## DATASET:
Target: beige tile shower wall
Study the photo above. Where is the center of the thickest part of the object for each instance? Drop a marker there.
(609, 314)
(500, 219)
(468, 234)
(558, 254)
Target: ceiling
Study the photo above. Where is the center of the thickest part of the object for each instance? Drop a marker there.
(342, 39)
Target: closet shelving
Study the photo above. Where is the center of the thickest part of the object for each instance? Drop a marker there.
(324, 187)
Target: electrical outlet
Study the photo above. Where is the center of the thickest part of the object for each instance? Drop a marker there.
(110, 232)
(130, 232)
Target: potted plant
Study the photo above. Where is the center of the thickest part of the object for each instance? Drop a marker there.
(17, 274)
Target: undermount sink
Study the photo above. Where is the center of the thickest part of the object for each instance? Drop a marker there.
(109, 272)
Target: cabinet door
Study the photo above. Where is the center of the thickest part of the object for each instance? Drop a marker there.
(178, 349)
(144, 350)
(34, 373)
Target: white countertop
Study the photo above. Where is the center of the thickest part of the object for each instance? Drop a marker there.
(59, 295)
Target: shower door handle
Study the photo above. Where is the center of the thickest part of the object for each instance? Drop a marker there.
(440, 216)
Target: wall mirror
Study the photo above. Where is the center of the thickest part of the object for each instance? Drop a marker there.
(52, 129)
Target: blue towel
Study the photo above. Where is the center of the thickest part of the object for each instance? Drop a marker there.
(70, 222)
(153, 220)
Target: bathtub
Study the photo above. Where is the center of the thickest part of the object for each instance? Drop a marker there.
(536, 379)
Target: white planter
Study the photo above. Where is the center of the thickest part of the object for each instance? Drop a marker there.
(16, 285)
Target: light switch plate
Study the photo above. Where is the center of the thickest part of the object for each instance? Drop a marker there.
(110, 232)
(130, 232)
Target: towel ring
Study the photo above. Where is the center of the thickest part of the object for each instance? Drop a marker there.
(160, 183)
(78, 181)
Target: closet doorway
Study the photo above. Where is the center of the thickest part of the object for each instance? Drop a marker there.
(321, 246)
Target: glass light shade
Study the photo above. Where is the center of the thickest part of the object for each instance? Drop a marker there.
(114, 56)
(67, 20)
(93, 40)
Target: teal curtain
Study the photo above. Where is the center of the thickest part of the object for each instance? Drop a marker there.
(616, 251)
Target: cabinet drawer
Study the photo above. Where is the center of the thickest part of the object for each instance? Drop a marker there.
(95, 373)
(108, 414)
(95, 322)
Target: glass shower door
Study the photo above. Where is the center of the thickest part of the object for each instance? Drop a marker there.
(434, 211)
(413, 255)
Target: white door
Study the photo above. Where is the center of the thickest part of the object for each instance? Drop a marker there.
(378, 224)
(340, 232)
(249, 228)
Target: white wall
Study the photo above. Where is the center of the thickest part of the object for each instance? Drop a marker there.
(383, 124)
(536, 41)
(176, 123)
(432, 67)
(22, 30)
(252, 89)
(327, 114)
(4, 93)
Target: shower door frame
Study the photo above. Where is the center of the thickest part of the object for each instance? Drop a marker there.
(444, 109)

## SHORT TASK:
Swap "marker" for "pin" throughout all the records above, and reproduce every line with nothing else altered.

## CORRECT RESPONSE:
Target: beige tile shower wall
Study the photo above. Where is the center of the thickest part of the object for each instance? Drop a pin there.
(609, 314)
(500, 219)
(468, 234)
(558, 254)
Target: ceiling
Study the photo above. Where is the center of the thickest part of the object for each instance? Drop a pin there.
(342, 39)
Target: closet shelving
Study the photo above. Where is the center of the thickest part of the object for each instance? Drop a pin there.
(324, 187)
Target: electrical outlet
Study the photo above. Where is the center of the thickest part of the object for each instance? Drop a pin there.
(110, 232)
(130, 232)
Target: potted plant
Study the photo above. Where is the center of the thickest part of the object for each instance? Drop a pin there.
(17, 274)
Target: undermount sink
Study the photo above. Where is the center of the thickest part of the object for each instance? Drop a pin there.
(109, 272)
Target: cabinet door
Study the photo above. Where is the center of the thickest part of the object for each instance? Drop a pin there.
(178, 349)
(144, 350)
(34, 373)
Target: white countertop
Study the photo above. Where is the center of the thickest part of the object for each instance? Drop a pin there.
(59, 295)
Target: shower door handle
Study the photo above. Where is the center of the thickest part of the object for each instance? Drop a pin there.
(440, 216)
Target: wall mirror
Study the photo above. Where is the center of the thickest part of the object for each instance? Drop a pin there.
(52, 129)
Target: blue towel
Study the photo above. Where is the center of the thickest part of the object for each instance? Drop a pin there.
(70, 222)
(153, 220)
Target: bathtub
Study the photo above. Where is the center of the thickest part of the object for each instance? Drop a pin there.
(536, 379)
Target: white planter
Study the photo above. Where is the center of the thickest part of the object for each instance? Drop a pin there.
(16, 285)
Target: light switch plate
Study the photo above. Where is the center of the thickest part of the object for each instance? Drop a pin there.
(110, 232)
(130, 232)
Target: towel ring
Study the photo above. Where is the center of the thickest part of the object for each instance? Drop a pin there.
(160, 183)
(78, 181)
Target: closet doorway
Study the photo above. Where is the center of the thickest part of the object for each instance? Drop a pin there.
(321, 246)
Target: glass light shade
Study the photo above. Where is the center of the thickest part of the object for each instance? Drop a pin there.
(114, 56)
(67, 20)
(93, 40)
Target: teal curtain
Study the photo above. Where is the center of the thickest part of the object for each instance? Drop a pin there.
(616, 251)
Target: cabinet drawer
Study the photo above. Where is the center of the thickest part of the object for each instance? Drop a pin there.
(95, 373)
(108, 414)
(95, 322)
Target: glass shower door
Study the photo above. Where is the center of the thickest part of the object for each instance? Drop a pin there.
(434, 211)
(413, 255)
Target: white door
Study the photo above. Where is the center of the thickest part of the object for each instance? Drop a pin there.
(378, 224)
(340, 232)
(249, 228)
Target: white wall
Study the photo above. Where is the center of the thickest part of the object for each instance? Drop a pin there.
(383, 124)
(536, 41)
(176, 123)
(432, 67)
(22, 30)
(252, 89)
(327, 114)
(4, 93)
Target: shower door frame
Study the photo above. Where is the center of the thickest part of the object for each instance? Drop a pin there.
(444, 109)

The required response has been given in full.